- SELECTED EXTRACT
Figure 10: Ferrari crash timeline. A higher resolution version of this figure is available at https://china-chats.net/categories/67#timeline.
a 2012–03–18 Media reports Ling Gu, son of CPCs Ling Jihua, killed in car crash b 2012–03–19 Reports that searches for “Ferrari” (“法拉利”) blocked on Sina Weibo c 2012–03–2 Global times deletes article on Ferrari crash d 2012–03–21 24 keywords added to TOM–Skype list e 2012–03–29 Versions of three “quoted” keywords swapped for unquoted
7.4. Church of Almighty God arrests
On 19 December 2012, Chinese state media reported on the arrest of 500 individuals associated with the religious group Church of Almighty God, on allegations they had spread rumors that the world would end on 21 December in accordance with the last day of the Mayan calendar (Jacobs, 2012).
Reports from China Digital Times on 10 December 2012 indicate that official instructions were issued to media outlets to guard against the creation and spread of rumors relating to the 21 December prediction, and requesting media to “discontinue reporting on recent public conversion assemblies and other illegal activities orchestrated by the Almighty God cult” (China Digital Times, 2012e). On 19 December, the day media reports of the arrests emerged, four keywords were added to the TOM–Skype 5.5–6.1 Surveillance–only list which related to the religious group, followed the next day by the addition of four more keywords. The keywords included “red dragon gospel” (“大红龙福音”), which refers to the group’s term for the CPC, and “God in Henan” (“真神在河南”), referring to the province where the group was founded. These 19 and 20 December keyword additions were the last instance of TOM–Skype list updates we observed, and as of 31 January 2013, remain on the list. Other keywords relating to religious organizations or practices are also present on both lists, most notably 99 keywords relating to Falun Gong. See Figure 11.
Figure 11: Church of Almighty God arrests timeline. A higher resolution version of this figure is available at https://china-chats.net/categories/126#timeline.
a 2012–12–19 Media reports that Church of Almigthy God followers arrested b 2012–12–20 Four keywords added to TOM–Skype
7.5. Wenzhou train crash
On 23 July 2011, two high–speed trains travelling near the city of Wenzhou collided, killing 40 people. The government response to the accident was met with widespread criticism, including allegations that sections of the damaged trains were ordered to be buried as a means of hiding evidence (Osnos, 2012). Zhang Dejiang, vice premier in charge of transportation (and later Bo Xilai’s replacement as party chief of Chongqing) received criticism for his handling of the rescue operations.
Zhang Dejiang’s name (张德江) was a consistent presence on many of the TOM–Skype lists that predated the train crash and subsequent controversy. There were no additions of new keywords following the Wenzhou train crash until 21 March 2012, eight months after the incident. A number of terms, all linking Zhang and the train crash, were added eight days after Zhang replaced Bo Xilai as party chief in Chongqing. It is notable that the additions on 21 March included nine terms referring to Zhang’s role in the Wenzhou train crash, including “Vice Premier Zhang — train” (“张副总动鋪”) and “Dejiang buried train crash” (“德江动车埋”).

Dataset rows showing where objects appear
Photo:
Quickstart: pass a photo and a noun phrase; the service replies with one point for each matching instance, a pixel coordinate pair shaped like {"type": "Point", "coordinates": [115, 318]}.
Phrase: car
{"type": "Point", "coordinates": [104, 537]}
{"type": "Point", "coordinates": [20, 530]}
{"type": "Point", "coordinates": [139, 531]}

- REQUEST A
Write out the passage of the excerpt on TOM–Skype keyword lists that begins with the words "Figure 10: Ferrari" and ends with "calendar (Jacobs, 2012).".
- REQUEST B
According to the excerpt on TOM–Skype keyword lists, how many people were killed when the two high-speed trains collided near Wenzhou?

- RESPONSE A
Figure 10: Ferrari crash timeline. A higher resolution version of this figure is available at https://china-chats.net/categories/67#timeline.
a 2012–03–18 Media reports Ling Gu, son of CPCs Ling Jihua, killed in car crash b 2012–03–19 Reports that searches for “Ferrari” (“法拉利”) blocked on Sina Weibo c 2012–03–2 Global times deletes article on Ferrari crash d 2012–03–21 24 keywords added to TOM–Skype list e 2012–03–29 Versions of three “quoted” keywords swapped for unquoted
7.4. Church of Almighty God arrests
On 19 December 2012, Chinese state media reported on the arrest of 500 individuals associated with the religious group Church of Almighty God, on allegations they had spread rumors that the world would end on 21 December in accordance with the last day of the Mayan calendar (Jacobs, 2012).

- RESPONSE B
40 people.